■ **Exercise aim**
Where does the string "plastic" appear? Copy every line of the entries below that holds it.
• • •
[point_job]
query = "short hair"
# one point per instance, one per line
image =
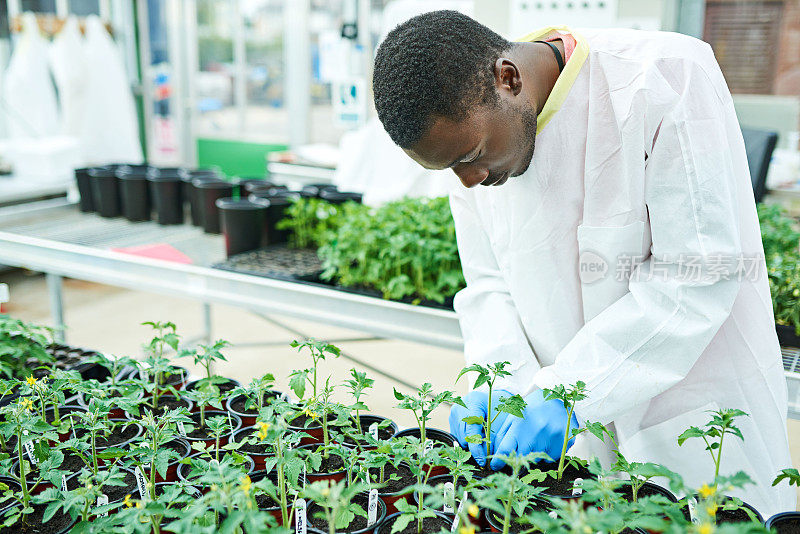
(436, 64)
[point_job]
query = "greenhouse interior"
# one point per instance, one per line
(399, 266)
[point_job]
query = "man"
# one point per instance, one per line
(617, 244)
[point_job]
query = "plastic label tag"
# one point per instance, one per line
(457, 519)
(449, 498)
(300, 516)
(577, 487)
(692, 503)
(141, 482)
(373, 507)
(28, 446)
(102, 500)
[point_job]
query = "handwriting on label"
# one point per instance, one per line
(449, 498)
(692, 502)
(102, 500)
(373, 507)
(28, 446)
(141, 482)
(457, 518)
(577, 487)
(300, 516)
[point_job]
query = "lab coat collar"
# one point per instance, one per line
(566, 78)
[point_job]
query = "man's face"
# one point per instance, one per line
(493, 143)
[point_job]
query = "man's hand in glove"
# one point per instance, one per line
(477, 403)
(541, 430)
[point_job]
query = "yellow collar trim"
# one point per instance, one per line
(566, 78)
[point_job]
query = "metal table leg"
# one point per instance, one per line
(55, 289)
(207, 322)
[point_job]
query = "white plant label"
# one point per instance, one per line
(300, 516)
(373, 507)
(102, 500)
(141, 481)
(28, 446)
(692, 502)
(457, 519)
(449, 498)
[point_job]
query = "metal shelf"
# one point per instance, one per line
(62, 242)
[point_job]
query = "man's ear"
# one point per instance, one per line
(507, 76)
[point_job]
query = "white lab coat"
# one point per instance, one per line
(644, 158)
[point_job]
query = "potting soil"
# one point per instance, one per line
(405, 478)
(57, 524)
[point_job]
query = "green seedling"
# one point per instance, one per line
(165, 336)
(422, 404)
(513, 405)
(255, 392)
(357, 385)
(318, 351)
(714, 432)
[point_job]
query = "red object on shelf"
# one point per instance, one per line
(157, 251)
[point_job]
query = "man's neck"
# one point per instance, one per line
(539, 69)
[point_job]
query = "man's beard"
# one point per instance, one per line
(527, 141)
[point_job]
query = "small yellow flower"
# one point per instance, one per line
(245, 485)
(706, 491)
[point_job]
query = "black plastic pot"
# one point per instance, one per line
(276, 210)
(105, 191)
(86, 203)
(208, 193)
(166, 190)
(188, 175)
(784, 523)
(247, 184)
(316, 189)
(340, 197)
(134, 192)
(242, 223)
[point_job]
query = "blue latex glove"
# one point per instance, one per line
(541, 430)
(477, 403)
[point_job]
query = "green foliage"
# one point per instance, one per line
(313, 222)
(402, 249)
(713, 434)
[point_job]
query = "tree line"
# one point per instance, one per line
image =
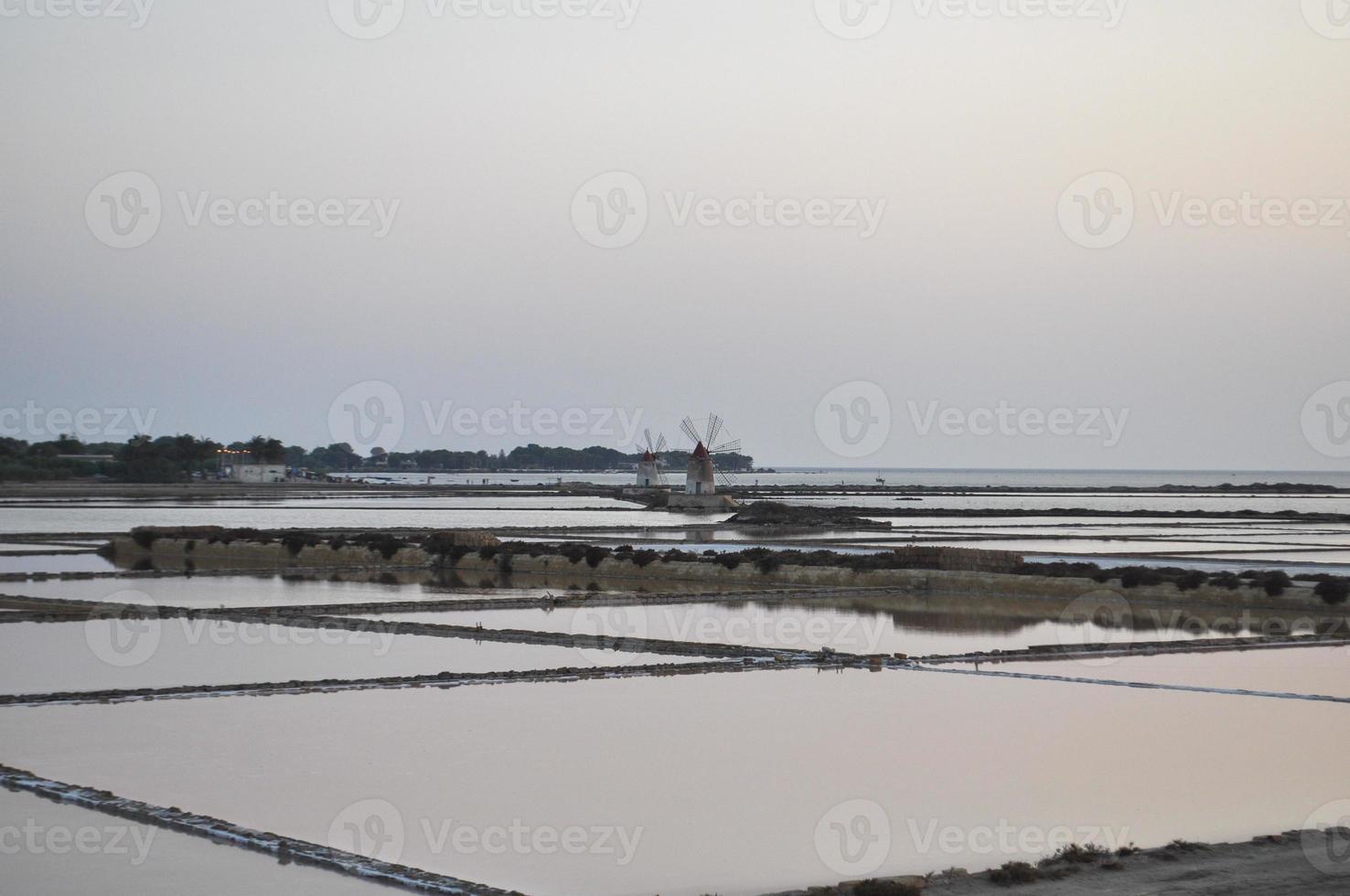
(185, 456)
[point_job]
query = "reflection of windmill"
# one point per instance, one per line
(648, 468)
(703, 474)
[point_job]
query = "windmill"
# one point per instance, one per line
(648, 468)
(702, 475)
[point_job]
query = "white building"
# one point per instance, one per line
(258, 473)
(648, 475)
(700, 476)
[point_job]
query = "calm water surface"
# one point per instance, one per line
(124, 859)
(728, 783)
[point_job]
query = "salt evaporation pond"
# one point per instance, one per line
(124, 857)
(295, 590)
(41, 657)
(1319, 671)
(794, 626)
(262, 516)
(725, 783)
(27, 563)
• • •
■ **Result for this exercise**
query = "plastic label tag"
query = "black plastic pot"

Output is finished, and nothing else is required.